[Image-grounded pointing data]
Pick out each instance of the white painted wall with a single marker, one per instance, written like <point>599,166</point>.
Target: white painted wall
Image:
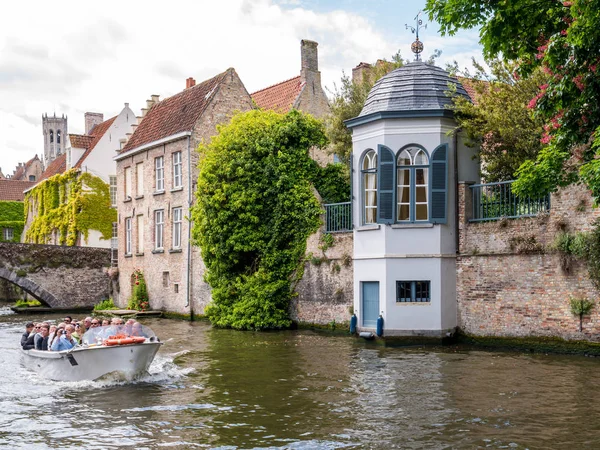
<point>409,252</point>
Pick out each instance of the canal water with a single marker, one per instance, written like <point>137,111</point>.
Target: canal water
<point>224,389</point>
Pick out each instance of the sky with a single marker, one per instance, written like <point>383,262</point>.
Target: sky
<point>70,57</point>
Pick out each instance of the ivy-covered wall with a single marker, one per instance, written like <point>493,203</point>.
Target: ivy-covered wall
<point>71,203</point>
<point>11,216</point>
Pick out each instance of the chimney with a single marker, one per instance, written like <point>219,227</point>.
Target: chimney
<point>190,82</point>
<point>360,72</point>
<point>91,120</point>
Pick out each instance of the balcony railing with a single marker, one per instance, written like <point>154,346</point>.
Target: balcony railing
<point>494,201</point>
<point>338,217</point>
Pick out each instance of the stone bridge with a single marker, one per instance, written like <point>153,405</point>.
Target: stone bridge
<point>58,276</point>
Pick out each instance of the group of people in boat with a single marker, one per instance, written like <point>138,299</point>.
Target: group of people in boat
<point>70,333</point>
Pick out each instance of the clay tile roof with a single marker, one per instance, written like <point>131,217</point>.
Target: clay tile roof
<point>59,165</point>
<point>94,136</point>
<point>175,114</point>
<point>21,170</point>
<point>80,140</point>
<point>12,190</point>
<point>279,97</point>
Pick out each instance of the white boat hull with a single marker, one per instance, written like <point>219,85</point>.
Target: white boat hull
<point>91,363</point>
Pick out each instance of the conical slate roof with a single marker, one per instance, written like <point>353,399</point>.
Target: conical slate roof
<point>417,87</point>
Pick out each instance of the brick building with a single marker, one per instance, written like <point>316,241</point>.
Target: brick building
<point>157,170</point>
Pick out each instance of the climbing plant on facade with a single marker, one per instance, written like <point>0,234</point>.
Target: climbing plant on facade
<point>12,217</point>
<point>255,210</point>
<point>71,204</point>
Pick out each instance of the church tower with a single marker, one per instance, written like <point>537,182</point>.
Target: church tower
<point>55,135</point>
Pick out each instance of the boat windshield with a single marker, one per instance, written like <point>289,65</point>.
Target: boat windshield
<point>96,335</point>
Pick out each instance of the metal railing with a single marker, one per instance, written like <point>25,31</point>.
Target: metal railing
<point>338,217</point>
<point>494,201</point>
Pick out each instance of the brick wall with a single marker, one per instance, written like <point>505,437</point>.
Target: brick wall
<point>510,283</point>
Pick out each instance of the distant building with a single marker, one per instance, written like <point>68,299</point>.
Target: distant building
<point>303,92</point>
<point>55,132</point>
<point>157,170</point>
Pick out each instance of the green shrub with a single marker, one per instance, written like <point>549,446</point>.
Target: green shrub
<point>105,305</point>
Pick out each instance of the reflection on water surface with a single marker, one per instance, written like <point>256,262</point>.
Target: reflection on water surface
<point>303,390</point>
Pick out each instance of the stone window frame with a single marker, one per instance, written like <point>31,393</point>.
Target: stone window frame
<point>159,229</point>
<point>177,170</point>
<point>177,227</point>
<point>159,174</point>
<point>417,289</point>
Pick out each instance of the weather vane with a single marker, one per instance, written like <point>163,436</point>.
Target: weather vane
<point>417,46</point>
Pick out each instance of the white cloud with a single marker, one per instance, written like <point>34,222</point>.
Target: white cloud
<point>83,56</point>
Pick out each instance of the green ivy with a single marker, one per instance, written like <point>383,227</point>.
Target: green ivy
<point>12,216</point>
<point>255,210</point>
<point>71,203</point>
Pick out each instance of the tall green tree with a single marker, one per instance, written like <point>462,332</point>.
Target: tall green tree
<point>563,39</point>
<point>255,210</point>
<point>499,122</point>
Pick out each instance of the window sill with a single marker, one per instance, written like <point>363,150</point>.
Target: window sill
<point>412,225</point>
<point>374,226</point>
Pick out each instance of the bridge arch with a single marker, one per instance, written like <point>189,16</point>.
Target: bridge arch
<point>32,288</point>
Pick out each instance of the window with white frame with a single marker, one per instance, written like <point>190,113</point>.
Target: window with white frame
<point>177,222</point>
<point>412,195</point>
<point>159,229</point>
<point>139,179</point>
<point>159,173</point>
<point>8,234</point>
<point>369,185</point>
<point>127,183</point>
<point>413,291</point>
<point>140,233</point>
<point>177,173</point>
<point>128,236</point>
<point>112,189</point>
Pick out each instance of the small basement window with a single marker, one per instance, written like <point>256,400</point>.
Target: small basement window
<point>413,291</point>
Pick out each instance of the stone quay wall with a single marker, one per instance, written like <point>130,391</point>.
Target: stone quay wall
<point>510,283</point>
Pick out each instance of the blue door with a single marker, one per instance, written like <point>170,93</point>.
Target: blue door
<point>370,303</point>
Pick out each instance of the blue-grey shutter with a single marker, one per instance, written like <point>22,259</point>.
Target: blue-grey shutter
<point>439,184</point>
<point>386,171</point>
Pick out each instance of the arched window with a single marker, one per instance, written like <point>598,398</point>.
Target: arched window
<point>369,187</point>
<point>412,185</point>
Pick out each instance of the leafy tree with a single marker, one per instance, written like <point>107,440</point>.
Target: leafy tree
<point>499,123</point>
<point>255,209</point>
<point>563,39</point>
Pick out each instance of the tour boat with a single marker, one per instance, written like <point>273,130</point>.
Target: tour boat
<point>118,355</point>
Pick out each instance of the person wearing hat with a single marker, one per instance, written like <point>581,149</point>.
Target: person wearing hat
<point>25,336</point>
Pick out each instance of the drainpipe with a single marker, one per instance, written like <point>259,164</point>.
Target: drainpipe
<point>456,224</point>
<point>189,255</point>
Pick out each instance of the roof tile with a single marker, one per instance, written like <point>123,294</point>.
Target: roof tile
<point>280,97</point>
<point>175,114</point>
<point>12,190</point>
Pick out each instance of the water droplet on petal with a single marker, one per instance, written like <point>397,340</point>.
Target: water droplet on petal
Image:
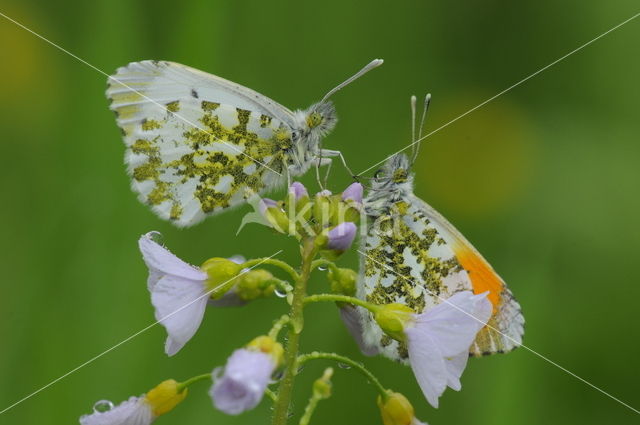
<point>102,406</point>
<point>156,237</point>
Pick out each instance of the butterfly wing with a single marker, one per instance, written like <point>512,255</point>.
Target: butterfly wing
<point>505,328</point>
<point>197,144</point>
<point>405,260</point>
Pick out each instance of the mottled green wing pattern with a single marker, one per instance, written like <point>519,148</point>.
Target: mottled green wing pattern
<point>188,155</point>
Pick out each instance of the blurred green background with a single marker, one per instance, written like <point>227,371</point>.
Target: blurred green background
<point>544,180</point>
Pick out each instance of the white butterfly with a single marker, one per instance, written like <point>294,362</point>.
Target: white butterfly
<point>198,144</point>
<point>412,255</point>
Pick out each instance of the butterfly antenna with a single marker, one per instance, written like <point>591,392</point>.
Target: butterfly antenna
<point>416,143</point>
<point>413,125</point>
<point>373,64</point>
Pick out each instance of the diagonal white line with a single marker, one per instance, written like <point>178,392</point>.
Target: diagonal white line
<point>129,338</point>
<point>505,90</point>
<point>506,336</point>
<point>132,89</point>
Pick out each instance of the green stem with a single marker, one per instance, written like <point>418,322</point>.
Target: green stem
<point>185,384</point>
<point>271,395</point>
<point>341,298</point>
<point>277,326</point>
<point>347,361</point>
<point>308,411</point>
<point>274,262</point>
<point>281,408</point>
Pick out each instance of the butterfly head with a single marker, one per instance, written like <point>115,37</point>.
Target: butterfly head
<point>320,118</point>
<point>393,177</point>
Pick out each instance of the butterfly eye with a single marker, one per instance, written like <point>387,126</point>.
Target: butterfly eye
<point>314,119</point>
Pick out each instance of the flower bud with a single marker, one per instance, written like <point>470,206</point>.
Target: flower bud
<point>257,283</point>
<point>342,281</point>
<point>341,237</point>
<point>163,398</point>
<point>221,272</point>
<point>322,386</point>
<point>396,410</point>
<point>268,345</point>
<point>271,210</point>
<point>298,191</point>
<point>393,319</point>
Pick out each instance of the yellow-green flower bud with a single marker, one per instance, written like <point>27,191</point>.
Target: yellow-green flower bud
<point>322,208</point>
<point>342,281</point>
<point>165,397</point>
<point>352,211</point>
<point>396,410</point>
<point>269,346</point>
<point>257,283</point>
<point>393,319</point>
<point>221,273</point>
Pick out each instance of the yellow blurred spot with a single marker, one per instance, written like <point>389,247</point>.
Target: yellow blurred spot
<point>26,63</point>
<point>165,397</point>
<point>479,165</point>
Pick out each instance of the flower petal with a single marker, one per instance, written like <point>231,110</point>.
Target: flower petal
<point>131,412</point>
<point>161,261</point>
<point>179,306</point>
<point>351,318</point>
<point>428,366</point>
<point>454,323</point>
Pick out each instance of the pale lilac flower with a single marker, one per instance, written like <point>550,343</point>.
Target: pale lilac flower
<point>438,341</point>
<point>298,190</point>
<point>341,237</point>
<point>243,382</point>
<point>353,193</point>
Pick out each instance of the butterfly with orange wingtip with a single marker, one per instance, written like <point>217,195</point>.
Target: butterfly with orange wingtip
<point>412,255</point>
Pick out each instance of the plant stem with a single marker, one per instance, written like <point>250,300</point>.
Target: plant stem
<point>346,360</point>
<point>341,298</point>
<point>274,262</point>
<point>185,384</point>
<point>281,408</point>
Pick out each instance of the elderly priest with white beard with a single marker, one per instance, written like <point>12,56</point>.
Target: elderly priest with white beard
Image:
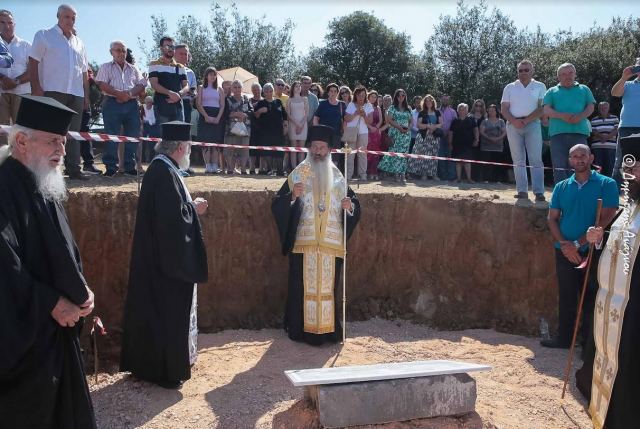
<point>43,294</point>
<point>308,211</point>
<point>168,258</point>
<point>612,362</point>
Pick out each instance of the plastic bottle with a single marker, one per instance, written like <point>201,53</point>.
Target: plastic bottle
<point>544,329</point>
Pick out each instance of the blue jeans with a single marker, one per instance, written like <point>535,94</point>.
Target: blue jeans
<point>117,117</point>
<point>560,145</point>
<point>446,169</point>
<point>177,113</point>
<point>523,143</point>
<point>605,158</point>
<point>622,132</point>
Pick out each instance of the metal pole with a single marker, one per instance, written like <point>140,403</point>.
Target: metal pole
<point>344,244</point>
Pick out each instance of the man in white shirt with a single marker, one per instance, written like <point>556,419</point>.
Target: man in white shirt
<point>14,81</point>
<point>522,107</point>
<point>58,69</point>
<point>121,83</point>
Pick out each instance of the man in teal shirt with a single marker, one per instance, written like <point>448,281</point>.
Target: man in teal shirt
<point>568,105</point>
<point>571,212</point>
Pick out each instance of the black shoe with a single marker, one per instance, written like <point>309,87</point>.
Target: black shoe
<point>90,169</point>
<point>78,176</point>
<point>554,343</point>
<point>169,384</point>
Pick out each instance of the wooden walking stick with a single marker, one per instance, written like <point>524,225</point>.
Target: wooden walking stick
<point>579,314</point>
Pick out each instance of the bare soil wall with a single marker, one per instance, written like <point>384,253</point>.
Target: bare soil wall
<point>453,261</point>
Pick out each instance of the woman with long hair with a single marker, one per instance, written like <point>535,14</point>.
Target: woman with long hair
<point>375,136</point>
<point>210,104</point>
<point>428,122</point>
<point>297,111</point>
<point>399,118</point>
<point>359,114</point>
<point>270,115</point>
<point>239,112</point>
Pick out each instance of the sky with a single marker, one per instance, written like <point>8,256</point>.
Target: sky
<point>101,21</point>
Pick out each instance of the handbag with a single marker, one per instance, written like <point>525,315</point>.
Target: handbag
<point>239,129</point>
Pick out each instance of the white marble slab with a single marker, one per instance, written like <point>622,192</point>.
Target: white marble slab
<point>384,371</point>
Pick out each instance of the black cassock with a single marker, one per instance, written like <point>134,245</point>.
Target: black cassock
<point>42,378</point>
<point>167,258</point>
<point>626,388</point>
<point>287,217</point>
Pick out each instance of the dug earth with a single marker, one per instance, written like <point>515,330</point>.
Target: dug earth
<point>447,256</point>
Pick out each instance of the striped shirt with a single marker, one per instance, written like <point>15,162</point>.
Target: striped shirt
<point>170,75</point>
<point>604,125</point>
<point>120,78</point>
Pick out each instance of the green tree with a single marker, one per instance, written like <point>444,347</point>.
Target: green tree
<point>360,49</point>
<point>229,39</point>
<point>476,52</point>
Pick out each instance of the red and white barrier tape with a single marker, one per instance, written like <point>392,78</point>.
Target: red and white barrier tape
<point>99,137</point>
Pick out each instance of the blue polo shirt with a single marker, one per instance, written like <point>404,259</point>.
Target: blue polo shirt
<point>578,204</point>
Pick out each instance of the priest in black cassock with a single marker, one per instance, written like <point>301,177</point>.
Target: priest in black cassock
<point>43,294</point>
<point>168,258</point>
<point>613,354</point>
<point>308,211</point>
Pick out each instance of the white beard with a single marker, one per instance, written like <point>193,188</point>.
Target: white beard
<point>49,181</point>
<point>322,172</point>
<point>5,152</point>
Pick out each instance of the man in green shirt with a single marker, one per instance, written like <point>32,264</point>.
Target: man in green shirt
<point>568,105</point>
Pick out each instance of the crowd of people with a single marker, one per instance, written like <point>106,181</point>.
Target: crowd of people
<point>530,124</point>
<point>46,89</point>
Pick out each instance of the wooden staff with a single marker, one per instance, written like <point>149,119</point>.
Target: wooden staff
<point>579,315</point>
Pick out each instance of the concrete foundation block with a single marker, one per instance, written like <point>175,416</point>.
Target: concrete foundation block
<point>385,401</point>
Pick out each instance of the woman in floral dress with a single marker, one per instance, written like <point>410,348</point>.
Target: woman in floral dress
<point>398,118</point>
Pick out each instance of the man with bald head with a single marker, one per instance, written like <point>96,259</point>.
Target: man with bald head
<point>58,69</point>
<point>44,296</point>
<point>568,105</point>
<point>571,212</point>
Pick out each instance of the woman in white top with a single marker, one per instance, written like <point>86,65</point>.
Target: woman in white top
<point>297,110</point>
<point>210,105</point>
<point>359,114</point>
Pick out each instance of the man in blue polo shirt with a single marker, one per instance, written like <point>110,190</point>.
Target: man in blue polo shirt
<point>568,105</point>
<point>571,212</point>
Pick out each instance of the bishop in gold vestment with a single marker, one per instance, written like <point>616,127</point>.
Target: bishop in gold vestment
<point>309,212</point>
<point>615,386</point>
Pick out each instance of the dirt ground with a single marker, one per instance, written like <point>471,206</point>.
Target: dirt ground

*Task item:*
All lines with the word "dirt" need to be copied from the data above.

*Exercise answer:*
Pick out each instance of the dirt ground with a single marker, one per instance, written like <point>471,206</point>.
Target: dirt ground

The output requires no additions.